_Selected text_.
○ ○ ○ ○ ○ ○ ○

The five scales loading onto Staying Well were generally less sensitive to change than the six Being Well questionnaires. However, since they were found to be distinct from the Being Well measures, they can yield additional information. Selecting which Staying Well scales to include in future studies may best be informed by psychological framework preferences e.g., Acceptance and Commitment Therapy (ACT) and the AAQ-II vs. Mindfulness-Based Cognitive Therapy (MB-CT) and the CAMS-R. We are aware that some have critiqued the AAQ-II, however (107–109), and the CAMS-R loaded more strongly onto the Staying Well factor and not at all onto the Being Well one. Thus, the CAMS-R may be more the more useful of these two when combined with the QIDS-SR16 and WEMWBS. If one was to place special value on efficiency and framework neutrality however, the BRS might be a good choice, as it contains only six items, indexes general resilience, and, like the CAMS-R, showed a good factor preference for Staying Well vs. Being Well.
The third factor, Spirituality, contained three measures that index phenomena not universally regarded as relevant to well-being (Supplementary Table 1). Specifically, the SpREUK-SF-T is intended to measure trust in divine forces, the STS-U refers to belief in unity or interconnectedness, and the SCBCS enquires about feelings of compassion. These measures were less sensitive to change after psychedelic use in the current sample. This could be a culture and context dependent result, given that the sample was predominantly Western, and participants may not have taken the psychedelic with a spiritual intention in mind or been in a (e.g., ceremonial) context where spiritual themes were welcomed or promoted. Future studies and analyses could examine the influence of contextual factors on such outcomes, with the hypothesis that they do indeed have a significant influence (42). Another explanation for this negative finding could be that the here used Spirituality measures are trait-based, i.e., the SpREUK-SF-T and STS-U do not enquire about spiritual experiences per se, but rather enquire how one generally perceives oneself; as such, they may be less sensitive to the effects of psychedelics.
There are some important limitations to this study. A major one is the lack of experimental control, which meant that we could not verify any of the reported information and thus had to take the validity of responses on faith, including those relating to drug usage, purity and dosage. Haijen et al. (32) mention this limitation as well and list some variables important to acknowledge in future studies, regarding safe and effective preparation for, and mediation of, psychedelic experiences. Neither were we able to control for expectancy in any way, a major potential source of bias, particularly in young people (110–112).
Relatedly, there was a significant risk of confirmation bias in this study; the sample consisted of people intending to take a psychedelic through their own initiative and many reported previous experience with psychedelic drugs (90.5%), as well as a generally positive stance toward the (therapeutic) potential of psychedelics (32). Participants were also predominantly male (74.2%), employed or a student (90.3%), and western (i.e., 50% USA or UK), which limits generalisability and extrapolations beyond this population. These and other limitations are elaborated on Haijen et al. (32). Furthermore, the attrition analysis conducted in the current study was also intended to scrutinise the nature of the sample.

○ ○ ○ ○ ○ ○ ○

_Data listing_.
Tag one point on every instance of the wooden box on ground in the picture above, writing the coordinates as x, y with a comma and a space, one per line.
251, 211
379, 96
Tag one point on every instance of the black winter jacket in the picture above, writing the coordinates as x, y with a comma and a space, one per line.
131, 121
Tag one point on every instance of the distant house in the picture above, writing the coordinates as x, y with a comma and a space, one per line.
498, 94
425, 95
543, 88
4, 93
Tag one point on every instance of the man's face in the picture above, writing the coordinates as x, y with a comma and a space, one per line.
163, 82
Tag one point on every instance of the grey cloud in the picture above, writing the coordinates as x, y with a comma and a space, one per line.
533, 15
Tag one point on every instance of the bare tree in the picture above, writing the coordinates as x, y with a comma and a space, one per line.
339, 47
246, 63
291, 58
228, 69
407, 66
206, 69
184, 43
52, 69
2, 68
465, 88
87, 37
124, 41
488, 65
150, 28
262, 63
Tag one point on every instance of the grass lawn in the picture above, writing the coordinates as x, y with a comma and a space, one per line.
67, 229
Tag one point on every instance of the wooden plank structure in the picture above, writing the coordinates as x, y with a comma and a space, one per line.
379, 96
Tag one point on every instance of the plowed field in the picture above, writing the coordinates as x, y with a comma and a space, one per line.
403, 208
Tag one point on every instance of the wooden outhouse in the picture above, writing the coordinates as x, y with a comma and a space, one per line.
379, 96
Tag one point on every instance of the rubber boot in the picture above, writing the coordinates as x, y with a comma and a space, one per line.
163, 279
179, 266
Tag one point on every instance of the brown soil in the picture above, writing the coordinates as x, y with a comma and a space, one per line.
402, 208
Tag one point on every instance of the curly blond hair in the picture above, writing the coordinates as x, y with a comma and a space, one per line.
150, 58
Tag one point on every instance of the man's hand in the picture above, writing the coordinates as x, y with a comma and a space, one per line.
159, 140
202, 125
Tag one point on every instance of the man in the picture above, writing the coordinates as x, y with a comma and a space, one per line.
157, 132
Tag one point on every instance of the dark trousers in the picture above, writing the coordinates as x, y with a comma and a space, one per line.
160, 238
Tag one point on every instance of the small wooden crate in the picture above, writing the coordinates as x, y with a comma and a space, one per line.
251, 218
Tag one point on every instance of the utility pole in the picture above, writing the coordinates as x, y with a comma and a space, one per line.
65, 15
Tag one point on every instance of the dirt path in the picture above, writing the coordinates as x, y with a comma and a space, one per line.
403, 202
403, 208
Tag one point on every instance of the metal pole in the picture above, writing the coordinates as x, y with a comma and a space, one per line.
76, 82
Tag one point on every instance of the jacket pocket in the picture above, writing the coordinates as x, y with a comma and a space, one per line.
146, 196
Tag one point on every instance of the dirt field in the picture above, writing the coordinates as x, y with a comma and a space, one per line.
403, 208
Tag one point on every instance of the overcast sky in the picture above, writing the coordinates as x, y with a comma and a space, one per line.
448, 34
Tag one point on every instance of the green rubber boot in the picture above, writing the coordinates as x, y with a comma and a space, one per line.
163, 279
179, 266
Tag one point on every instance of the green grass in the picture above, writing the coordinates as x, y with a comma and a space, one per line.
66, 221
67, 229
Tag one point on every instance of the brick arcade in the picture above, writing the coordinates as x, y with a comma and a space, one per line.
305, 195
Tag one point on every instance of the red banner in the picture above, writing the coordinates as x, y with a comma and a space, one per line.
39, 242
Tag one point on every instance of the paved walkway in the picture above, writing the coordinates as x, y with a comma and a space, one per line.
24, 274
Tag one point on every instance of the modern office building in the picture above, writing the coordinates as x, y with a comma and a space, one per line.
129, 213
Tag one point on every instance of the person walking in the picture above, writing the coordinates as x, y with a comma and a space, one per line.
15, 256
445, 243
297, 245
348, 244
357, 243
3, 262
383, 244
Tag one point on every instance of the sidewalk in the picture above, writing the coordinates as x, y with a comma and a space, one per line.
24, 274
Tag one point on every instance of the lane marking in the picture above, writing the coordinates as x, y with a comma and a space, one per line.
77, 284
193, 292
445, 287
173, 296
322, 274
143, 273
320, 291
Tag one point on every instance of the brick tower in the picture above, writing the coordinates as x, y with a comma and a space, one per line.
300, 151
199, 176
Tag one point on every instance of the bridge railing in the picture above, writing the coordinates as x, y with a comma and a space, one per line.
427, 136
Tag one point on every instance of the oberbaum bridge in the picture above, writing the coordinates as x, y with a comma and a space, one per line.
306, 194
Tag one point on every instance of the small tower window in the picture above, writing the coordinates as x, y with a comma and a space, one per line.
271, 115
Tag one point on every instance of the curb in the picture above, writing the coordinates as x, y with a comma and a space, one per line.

○ ○ ○ ○ ○ ○ ○

_Requirement A_. Using the study excerpt, decide whether each statement agrees with it: (i) the CAMS-R loaded onto the Being Well factor; (ii) most participants were male; (iii) the Spirituality measures were more sensitive to change after psychedelic use. For each, answer yes or no and quote the deciding words.
_Requirement B_. Reproduce the part of the study excerpt that opens with the words containing "There are some" and closes with "young people (110–112).".

_Reply A_.
(i) No: "the CAMS-R loaded more strongly onto the Staying Well factor and not at all onto the Being Well one"
(ii) Yes: "Participants were also predominantly male (74.2%)"
(iii) No: "These measures were less sensitive to change after psychedelic use in the current sample."

_Reply B_.
There are some important limitations to this study. A major one is the lack of experimental control, which meant that we could not verify any of the reported information and thus had to take the validity of responses on faith, including those relating to drug usage, purity and dosage. Haijen et al. (32) mention this limitation as well and list some variables important to acknowledge in future studies, regarding safe and effective preparation for, and mediation of, psychedelic experiences. Neither were we able to control for expectancy in any way, a major potential source of bias, particularly in young people (110–112).